A randomized block experimental design was used. The results were analyzed with the GLM procedure of SAS 9.0 (2002) and the comparison of means was by the Tukey test (Steel and Torrie, 1988).

 

Results and discussion

The results are shown in Table II. After 24 h of in vitro incubation of diets, DMD increased significantly (P ≤ 0.05), NDF digestibility decreased and ADF digestibility remained unchanged. GP tended to decrease (P≤0.1) with the addition of residue ChP. The decrease in NDF digestibility with increasing the DMD may be due to degradation of other non-fibrous carbohydrates. According to Zhang et al. (2013), pulp powder of Cucurbita moschata has high sugar content (44% of dry product), and is a source of a heteropolysaccharide composed of four different monosaccharides with important antioxidant and pharmacological properties. Such carbohydrates could be quickly fermented in this study. In addition, the antioxidants contained in the residue of ChP could increase the DMD. Hino et al. (1993) found that ruminal digestion of cellulose and other fibrous components increased when tocopherol and α-β-carotene were added in in vitro ruminal cultures, stimulating cellulolytic activity of rumen bacteria. Also, because of high content of NDF, ChP could improve ruminal characteristics and microbial fermentation, avoiding rumen discoloration. According with Alhidary et al. (2017) rumen color of lambs fed with diets containing less of 30% of NFD is lighter than those fed with more NDF.

| GIVEN MATERIAL |
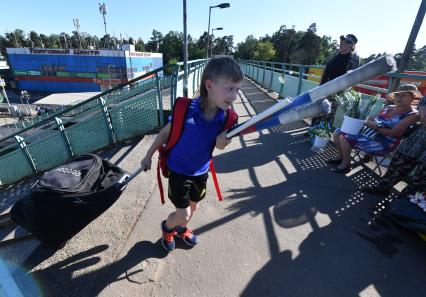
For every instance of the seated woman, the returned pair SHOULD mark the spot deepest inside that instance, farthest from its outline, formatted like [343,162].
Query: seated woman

| EXERCISE REQUIREMENTS |
In the in vitro digestibility text above, what sugar content does Zhang et al. (2013) report for the pulp powder of Cucurbita moschata?

| WRITTEN ANSWER |
44% of the dry product.